━━━ Study material

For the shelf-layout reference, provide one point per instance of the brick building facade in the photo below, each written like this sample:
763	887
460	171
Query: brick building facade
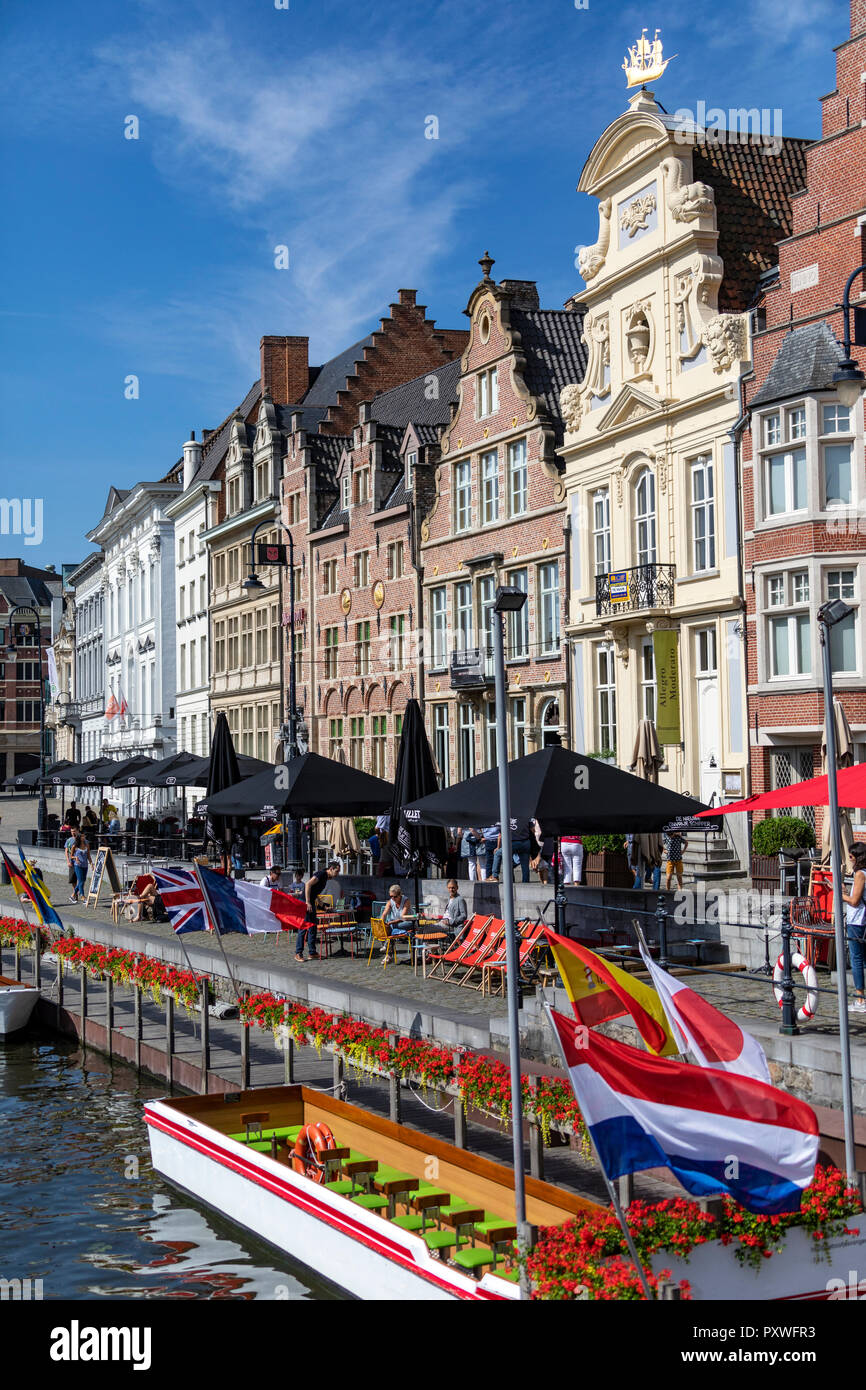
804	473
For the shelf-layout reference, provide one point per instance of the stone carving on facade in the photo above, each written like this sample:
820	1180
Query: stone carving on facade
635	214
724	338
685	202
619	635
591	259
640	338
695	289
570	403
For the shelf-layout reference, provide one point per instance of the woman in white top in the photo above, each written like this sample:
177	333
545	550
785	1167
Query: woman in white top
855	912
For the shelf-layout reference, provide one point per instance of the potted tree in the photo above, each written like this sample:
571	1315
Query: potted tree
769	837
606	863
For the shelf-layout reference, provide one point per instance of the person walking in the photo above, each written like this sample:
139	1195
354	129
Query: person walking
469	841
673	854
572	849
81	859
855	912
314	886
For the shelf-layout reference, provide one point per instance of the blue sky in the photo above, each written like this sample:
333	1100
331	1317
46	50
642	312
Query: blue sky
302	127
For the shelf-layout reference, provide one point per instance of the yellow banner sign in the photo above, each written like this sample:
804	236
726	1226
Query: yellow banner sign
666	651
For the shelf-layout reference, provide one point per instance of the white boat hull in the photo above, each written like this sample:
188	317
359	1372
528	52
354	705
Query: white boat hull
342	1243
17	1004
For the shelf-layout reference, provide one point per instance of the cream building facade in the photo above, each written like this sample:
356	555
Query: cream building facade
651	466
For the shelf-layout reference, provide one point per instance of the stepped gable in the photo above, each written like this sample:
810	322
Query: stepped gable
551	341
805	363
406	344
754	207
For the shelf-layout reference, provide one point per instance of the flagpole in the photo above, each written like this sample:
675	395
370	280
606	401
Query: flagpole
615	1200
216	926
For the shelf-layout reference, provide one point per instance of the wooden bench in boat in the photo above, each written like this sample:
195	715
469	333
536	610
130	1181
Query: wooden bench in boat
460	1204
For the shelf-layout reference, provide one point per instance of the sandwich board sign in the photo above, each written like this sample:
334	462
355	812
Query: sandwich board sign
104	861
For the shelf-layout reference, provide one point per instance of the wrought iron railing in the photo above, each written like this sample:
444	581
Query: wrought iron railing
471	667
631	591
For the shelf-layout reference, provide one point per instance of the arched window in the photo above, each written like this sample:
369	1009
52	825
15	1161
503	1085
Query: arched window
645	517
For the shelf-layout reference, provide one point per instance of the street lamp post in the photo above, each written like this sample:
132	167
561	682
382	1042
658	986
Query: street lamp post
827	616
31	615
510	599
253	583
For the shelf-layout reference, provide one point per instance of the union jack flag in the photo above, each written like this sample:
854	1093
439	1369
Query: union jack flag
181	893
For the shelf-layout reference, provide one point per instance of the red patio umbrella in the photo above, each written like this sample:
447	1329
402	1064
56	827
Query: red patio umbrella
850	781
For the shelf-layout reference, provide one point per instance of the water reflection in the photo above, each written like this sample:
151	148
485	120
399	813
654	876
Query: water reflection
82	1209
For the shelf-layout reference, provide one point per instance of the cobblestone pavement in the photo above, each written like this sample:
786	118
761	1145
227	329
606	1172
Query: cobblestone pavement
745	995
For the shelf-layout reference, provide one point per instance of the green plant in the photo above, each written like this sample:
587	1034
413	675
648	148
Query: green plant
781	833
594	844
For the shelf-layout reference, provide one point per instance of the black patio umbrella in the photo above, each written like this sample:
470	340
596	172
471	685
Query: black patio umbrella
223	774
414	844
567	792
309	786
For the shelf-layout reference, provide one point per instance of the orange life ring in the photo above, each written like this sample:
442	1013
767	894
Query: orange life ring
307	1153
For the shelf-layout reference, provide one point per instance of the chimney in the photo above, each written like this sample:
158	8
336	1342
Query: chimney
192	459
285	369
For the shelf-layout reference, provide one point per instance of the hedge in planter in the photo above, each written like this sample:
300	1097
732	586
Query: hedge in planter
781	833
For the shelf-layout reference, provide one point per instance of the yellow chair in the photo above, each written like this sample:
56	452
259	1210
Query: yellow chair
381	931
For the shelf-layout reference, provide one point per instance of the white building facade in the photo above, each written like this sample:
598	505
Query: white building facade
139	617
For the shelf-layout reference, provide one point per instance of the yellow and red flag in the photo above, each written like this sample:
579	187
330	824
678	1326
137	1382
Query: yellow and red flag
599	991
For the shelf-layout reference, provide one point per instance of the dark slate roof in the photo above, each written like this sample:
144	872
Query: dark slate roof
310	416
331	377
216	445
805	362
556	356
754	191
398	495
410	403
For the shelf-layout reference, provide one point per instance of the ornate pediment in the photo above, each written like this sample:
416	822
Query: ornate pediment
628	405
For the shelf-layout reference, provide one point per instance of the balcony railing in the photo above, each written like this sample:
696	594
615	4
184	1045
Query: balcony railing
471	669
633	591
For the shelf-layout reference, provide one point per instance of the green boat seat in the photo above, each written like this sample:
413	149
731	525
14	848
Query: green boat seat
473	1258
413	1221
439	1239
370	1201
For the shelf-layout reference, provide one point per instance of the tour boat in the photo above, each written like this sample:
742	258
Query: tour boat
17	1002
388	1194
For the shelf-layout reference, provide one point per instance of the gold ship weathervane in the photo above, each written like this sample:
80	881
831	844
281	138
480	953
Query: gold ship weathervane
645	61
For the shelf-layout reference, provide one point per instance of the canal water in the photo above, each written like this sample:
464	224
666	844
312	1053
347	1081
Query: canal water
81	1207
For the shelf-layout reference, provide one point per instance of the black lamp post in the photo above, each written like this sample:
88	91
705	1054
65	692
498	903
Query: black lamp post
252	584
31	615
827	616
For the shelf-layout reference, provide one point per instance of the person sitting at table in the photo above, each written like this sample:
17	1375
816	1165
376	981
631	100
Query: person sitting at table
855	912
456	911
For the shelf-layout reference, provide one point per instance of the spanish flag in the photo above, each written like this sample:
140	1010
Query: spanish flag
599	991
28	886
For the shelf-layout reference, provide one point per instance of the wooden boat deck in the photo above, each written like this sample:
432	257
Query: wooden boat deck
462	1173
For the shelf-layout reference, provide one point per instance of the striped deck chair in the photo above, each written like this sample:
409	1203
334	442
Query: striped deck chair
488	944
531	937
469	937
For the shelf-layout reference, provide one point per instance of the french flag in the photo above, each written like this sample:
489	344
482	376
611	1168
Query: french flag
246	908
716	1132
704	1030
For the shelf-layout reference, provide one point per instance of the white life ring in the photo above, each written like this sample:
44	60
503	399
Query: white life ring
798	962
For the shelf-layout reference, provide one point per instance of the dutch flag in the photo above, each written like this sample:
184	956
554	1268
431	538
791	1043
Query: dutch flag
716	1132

━━━━━━
━━━ Study material

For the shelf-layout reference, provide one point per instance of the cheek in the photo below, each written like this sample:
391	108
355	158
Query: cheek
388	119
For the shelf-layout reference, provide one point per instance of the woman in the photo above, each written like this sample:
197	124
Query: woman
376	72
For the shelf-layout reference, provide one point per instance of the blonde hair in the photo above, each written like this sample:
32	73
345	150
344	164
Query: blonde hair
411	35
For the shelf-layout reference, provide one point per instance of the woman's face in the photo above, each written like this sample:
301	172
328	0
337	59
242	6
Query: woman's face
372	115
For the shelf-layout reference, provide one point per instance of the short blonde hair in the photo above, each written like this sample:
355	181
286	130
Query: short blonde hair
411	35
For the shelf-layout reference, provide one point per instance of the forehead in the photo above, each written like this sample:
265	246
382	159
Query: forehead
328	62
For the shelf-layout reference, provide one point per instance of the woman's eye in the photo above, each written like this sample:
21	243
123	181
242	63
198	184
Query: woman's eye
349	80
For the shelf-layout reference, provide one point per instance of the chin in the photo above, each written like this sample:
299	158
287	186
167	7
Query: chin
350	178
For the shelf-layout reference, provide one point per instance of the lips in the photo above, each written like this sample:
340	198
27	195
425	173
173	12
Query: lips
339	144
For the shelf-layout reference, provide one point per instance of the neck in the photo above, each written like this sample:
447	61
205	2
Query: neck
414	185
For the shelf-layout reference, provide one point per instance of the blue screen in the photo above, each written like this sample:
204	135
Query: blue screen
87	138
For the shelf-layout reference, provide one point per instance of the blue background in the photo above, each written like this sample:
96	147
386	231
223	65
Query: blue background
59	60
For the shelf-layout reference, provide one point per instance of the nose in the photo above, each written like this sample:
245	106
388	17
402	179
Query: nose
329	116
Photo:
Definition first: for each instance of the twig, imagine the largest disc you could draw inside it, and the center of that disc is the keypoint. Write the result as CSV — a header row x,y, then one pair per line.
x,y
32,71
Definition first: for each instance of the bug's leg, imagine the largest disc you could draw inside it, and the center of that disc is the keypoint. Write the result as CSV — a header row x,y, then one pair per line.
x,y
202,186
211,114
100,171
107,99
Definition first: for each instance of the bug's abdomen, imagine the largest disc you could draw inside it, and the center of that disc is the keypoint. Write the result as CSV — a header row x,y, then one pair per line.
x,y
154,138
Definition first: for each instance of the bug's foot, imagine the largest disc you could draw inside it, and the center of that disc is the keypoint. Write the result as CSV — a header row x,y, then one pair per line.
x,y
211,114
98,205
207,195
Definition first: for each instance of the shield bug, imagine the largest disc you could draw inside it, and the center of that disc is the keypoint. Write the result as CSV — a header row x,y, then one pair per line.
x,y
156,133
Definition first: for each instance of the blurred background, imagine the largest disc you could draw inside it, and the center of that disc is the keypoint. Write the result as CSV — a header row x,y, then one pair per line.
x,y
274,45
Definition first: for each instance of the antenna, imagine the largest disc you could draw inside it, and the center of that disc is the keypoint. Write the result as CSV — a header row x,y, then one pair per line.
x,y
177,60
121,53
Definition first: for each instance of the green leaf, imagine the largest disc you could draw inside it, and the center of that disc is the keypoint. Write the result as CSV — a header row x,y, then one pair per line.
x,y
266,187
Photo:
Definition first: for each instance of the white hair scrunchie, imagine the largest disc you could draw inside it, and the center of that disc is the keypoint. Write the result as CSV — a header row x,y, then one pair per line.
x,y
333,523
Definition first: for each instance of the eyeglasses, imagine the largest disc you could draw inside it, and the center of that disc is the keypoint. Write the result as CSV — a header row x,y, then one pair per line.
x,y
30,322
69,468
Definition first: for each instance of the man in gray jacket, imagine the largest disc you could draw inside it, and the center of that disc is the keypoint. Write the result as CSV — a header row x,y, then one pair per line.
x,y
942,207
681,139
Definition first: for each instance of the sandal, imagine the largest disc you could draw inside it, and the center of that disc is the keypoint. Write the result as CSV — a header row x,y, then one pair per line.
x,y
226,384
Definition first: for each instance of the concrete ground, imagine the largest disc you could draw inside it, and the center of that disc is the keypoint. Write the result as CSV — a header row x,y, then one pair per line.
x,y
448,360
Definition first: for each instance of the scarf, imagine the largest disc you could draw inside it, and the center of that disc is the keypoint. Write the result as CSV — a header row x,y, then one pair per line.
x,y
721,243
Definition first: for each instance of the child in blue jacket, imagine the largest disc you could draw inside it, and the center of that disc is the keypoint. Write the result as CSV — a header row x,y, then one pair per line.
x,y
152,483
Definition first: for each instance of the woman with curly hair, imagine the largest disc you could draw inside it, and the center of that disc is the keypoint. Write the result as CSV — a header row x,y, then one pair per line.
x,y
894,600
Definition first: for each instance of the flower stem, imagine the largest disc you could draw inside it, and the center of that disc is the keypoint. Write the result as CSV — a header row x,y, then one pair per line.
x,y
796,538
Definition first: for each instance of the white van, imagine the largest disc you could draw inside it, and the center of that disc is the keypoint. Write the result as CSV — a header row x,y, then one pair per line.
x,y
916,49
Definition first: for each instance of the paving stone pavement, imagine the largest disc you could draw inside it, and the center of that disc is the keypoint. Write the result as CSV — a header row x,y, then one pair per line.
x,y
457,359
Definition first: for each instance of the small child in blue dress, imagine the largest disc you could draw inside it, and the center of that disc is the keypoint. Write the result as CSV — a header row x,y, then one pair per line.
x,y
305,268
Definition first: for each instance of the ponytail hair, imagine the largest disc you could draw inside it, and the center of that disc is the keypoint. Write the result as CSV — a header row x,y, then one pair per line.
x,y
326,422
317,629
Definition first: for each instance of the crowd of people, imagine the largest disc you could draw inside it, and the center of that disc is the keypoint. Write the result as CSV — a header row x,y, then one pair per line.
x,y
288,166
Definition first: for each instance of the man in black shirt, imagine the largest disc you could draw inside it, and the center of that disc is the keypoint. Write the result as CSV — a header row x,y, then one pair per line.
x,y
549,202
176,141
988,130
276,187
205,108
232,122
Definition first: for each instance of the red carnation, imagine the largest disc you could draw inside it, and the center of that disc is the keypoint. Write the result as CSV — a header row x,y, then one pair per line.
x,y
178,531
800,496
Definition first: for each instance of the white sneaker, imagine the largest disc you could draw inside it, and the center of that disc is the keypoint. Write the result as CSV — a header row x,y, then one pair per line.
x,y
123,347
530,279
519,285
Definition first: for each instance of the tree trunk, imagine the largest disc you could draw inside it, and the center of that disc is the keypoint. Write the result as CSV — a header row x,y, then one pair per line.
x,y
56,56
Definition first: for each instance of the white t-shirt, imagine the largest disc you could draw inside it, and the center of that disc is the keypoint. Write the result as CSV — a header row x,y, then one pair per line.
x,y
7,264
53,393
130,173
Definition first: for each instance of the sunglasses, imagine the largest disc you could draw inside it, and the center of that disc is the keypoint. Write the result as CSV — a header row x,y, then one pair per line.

━━━━━━
━━━ Study material

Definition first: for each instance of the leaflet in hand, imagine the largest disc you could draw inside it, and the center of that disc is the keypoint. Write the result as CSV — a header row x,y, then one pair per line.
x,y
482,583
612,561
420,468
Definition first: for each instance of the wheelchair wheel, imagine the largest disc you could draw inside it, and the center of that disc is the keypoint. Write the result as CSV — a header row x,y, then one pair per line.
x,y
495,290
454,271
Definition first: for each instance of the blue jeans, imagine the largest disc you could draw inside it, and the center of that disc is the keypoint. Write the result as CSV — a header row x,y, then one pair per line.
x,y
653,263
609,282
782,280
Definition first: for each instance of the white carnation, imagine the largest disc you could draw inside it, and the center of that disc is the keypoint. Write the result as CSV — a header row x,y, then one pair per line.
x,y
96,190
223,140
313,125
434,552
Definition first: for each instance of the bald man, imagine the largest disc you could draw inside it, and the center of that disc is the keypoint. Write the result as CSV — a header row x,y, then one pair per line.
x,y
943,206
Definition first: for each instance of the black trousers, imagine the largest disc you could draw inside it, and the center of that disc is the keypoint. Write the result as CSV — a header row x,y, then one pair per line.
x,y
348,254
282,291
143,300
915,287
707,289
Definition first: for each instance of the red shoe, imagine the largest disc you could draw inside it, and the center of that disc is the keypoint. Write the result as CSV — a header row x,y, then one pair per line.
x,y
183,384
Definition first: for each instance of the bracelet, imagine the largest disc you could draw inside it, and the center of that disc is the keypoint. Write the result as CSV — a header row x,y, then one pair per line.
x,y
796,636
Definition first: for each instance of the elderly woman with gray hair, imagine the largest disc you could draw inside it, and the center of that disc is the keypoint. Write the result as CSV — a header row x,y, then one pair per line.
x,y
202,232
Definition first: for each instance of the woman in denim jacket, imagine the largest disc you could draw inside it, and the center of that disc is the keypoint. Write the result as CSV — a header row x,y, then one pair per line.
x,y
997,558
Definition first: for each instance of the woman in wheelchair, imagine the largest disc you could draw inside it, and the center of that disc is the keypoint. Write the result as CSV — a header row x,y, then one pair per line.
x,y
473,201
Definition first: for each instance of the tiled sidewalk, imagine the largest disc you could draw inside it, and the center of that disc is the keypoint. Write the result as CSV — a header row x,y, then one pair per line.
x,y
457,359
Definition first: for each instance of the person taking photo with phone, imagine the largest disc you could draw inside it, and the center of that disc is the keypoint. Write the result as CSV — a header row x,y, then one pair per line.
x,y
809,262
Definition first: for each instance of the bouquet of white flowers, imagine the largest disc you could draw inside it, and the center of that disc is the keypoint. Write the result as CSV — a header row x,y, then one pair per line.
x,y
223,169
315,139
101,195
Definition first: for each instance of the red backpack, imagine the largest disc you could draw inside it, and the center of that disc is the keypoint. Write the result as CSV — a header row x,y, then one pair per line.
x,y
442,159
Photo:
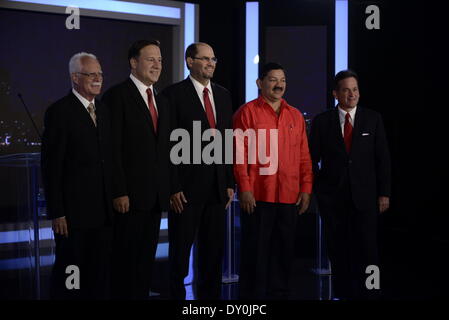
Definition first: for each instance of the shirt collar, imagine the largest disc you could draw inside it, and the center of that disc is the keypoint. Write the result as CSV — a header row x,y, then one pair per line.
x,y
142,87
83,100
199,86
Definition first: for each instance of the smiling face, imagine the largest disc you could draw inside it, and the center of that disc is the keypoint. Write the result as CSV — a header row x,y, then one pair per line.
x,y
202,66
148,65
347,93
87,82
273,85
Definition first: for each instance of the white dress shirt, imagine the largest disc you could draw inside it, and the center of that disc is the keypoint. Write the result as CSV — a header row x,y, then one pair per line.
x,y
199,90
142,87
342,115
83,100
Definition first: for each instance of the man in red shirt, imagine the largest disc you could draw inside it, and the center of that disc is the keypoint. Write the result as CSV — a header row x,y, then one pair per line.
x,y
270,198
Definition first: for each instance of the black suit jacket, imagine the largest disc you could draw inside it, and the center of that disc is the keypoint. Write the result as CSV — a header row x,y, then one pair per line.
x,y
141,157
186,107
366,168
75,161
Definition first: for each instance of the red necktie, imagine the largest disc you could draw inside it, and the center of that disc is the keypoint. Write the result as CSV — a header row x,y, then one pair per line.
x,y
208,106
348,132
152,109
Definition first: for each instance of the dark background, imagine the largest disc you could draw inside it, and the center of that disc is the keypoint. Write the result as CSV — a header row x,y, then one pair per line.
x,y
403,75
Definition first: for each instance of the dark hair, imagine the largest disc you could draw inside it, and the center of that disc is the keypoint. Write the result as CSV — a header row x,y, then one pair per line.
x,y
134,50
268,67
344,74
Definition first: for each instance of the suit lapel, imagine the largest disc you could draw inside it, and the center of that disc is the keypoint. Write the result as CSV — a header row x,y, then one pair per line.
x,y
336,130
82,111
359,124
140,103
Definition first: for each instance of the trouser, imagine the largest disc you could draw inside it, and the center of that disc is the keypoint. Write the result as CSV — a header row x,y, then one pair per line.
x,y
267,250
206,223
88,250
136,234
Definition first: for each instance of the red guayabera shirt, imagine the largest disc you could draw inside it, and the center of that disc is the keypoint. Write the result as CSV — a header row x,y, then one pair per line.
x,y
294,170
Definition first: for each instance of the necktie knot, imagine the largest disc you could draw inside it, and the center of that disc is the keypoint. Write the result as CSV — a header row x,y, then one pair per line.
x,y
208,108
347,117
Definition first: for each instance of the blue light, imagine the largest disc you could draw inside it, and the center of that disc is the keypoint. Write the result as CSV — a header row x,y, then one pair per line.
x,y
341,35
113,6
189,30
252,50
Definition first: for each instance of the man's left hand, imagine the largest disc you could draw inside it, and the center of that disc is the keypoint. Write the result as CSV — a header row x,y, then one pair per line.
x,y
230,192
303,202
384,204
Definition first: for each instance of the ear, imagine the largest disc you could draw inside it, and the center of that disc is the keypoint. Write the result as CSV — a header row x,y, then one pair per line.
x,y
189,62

━━━━━━

◆ **Work order**:
Look through the entries and find each line that has the string "below". Copy those lines.

◆ **Response area**:
For the shelf-layout reference, provide one point per instance of the brick building facade in the photo below, each written like this sample:
For the shelf-layout reference, provide one point per instance of the cheek in the photo below, each written like this sample:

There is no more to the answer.